* Entries provided
-- -- --

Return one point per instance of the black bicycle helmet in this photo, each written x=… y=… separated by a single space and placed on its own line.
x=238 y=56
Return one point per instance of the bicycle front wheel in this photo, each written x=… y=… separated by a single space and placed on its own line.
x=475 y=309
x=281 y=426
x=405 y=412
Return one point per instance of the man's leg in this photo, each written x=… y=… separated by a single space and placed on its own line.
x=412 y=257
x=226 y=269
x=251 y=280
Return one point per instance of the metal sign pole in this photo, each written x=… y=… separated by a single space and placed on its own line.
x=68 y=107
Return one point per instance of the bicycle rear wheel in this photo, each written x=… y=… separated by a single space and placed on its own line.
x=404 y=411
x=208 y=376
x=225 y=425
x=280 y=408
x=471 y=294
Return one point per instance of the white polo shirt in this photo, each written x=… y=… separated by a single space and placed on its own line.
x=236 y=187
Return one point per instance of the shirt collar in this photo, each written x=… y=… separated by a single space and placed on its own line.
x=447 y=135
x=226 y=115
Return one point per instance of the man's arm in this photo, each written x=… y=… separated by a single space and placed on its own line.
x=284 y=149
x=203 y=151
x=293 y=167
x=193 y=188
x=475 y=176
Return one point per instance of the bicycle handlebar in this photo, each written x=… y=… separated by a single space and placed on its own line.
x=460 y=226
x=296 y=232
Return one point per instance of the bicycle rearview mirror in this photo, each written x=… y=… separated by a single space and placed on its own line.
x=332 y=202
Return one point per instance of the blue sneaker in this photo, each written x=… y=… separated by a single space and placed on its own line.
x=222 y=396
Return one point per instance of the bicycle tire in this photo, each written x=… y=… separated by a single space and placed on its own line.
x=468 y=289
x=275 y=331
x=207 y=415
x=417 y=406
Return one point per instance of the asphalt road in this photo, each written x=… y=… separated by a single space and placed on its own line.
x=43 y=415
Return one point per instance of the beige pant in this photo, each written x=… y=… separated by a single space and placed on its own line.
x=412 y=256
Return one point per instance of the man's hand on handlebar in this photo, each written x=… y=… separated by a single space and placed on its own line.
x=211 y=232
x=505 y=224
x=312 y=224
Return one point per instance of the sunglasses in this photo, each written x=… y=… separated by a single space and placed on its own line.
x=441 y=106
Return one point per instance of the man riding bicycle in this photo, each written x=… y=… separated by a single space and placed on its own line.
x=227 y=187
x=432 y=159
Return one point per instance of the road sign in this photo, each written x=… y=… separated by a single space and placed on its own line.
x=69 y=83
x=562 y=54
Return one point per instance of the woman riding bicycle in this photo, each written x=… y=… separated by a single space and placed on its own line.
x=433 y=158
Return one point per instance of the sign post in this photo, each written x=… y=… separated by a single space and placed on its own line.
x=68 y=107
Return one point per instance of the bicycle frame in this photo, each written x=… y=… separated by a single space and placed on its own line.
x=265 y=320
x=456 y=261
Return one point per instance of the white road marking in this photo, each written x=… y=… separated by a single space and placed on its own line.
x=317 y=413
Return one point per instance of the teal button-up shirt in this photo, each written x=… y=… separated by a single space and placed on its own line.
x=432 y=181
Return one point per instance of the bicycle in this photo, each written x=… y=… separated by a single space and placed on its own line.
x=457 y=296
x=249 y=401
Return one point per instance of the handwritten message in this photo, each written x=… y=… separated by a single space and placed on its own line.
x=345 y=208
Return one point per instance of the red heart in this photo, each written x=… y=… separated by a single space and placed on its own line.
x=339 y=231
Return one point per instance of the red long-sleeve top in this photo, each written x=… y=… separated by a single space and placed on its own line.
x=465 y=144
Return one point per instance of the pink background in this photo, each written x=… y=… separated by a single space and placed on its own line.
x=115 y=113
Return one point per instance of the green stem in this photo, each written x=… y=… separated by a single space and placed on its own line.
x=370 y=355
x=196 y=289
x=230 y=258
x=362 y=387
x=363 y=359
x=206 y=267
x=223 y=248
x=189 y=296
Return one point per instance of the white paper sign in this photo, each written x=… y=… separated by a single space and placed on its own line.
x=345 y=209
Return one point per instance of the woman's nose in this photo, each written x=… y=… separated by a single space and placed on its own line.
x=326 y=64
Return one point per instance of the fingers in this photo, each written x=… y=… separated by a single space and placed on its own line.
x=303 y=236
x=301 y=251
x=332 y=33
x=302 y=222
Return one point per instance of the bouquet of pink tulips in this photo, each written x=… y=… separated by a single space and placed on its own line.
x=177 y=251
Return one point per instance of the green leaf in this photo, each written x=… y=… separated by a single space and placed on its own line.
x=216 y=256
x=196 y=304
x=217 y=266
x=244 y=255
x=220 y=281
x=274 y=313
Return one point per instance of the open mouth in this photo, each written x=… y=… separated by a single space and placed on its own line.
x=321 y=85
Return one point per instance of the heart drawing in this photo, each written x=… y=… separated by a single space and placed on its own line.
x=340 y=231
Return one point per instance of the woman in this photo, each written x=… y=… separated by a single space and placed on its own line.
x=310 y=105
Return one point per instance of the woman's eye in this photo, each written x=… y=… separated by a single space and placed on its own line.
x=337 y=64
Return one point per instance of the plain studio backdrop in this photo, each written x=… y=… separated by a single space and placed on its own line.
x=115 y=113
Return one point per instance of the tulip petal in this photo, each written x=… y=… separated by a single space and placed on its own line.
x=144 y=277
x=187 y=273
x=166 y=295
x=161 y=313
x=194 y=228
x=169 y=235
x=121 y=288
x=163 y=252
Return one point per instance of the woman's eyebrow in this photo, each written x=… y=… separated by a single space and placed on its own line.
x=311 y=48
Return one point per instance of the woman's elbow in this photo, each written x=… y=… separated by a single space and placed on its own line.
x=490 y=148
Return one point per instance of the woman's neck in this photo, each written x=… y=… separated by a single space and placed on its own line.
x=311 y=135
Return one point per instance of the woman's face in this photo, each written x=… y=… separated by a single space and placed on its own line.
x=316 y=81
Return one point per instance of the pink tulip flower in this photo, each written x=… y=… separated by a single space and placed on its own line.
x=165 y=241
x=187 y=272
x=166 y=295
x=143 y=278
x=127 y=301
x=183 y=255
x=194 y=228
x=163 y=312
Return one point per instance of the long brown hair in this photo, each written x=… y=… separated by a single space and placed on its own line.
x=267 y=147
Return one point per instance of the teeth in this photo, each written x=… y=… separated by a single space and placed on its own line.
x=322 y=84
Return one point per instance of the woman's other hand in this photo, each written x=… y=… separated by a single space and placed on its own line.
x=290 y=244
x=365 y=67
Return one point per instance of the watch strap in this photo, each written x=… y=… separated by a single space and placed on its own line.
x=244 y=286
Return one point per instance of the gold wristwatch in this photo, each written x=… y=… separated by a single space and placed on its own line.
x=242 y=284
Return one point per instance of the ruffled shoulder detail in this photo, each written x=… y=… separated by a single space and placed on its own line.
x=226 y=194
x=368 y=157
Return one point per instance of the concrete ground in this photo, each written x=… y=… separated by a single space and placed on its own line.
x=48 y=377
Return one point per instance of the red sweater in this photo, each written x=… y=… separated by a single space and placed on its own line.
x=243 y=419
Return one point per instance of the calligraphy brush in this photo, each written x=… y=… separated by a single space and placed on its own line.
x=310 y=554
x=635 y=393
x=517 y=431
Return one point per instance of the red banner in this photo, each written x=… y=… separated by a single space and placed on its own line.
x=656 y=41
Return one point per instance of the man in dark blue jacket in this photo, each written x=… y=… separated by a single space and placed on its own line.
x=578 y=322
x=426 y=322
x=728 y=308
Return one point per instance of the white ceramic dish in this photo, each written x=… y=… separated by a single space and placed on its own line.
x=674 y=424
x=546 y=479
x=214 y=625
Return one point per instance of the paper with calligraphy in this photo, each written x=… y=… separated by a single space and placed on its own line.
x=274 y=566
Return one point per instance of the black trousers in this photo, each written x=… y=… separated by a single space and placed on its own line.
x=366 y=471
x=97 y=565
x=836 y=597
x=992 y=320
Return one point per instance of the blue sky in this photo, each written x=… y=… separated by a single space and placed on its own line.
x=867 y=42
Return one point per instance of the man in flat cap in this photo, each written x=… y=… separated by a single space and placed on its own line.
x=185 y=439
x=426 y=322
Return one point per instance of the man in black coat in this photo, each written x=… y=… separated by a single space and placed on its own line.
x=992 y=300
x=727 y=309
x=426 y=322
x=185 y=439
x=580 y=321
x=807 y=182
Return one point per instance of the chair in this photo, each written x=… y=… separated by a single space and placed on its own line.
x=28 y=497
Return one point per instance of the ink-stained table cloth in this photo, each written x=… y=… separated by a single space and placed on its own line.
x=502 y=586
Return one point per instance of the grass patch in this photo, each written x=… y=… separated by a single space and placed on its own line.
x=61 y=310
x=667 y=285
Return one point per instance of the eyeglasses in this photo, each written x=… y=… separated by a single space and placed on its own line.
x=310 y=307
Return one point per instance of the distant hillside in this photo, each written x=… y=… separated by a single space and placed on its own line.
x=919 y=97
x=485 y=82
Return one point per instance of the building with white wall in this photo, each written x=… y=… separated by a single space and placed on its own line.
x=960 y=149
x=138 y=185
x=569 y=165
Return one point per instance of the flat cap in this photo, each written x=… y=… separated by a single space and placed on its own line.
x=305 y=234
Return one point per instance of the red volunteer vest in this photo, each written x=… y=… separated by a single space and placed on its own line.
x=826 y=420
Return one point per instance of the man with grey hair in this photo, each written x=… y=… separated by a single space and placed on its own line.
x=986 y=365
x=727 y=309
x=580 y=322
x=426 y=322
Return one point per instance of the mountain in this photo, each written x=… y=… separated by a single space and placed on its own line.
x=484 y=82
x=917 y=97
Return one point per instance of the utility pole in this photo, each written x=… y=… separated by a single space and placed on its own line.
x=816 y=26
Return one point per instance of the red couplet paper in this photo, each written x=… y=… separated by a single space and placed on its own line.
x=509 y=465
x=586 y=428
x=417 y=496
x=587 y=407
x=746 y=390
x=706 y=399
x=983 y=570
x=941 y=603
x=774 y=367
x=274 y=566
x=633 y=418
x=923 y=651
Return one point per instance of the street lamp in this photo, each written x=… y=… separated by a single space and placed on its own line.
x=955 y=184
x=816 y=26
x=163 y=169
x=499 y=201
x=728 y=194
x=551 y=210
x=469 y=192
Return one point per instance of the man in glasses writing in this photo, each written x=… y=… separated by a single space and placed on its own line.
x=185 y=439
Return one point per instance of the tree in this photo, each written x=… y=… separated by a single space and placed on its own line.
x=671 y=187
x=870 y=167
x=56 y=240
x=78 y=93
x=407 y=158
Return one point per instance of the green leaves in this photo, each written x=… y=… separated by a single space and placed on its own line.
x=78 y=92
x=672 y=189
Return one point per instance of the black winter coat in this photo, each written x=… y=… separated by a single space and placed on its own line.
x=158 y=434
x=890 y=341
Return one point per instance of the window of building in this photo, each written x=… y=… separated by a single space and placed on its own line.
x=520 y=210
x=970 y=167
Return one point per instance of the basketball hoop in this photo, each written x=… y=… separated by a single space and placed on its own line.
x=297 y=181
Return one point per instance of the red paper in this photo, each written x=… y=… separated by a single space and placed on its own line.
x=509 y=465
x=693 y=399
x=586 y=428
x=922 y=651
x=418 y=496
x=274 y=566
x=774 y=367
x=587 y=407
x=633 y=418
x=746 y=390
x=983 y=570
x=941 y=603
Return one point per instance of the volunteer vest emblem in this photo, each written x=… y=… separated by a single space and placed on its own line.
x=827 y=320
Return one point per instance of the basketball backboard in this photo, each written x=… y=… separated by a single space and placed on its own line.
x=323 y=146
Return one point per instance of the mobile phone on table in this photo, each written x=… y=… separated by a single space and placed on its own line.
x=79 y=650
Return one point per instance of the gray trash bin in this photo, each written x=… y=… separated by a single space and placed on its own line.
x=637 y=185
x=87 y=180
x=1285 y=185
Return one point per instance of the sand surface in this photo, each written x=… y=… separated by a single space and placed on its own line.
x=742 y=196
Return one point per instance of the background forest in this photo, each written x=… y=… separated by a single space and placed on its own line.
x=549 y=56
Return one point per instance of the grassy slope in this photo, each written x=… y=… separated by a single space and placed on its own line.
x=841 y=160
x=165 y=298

-- -- --

* The problem
Leave out every line before the one containing "Return one point per instance of the mobile"; set down that line and all remaining lines of the material exactly.

* Answer to the task
Return one point per instance of the mobile phone on table in this photo, each written x=… y=… separated by a single space and placed on its own line.
x=79 y=650
Return one point per instance of the gray trash bin in this photo, each written x=… y=… separated by a single space and placed on its own line.
x=637 y=185
x=87 y=180
x=1285 y=185
Return one point per instance of the sand surface in this photo, each written x=… y=… separated by a single space and placed on its own line.
x=742 y=196
Return one point per instance of the background forest in this photo, each written x=… y=… separated by a single space and placed on its own line.
x=549 y=56
Return one point per instance of the grassy slope in this photo, each written x=… y=… separated by a single space and placed on its own line.
x=841 y=160
x=165 y=298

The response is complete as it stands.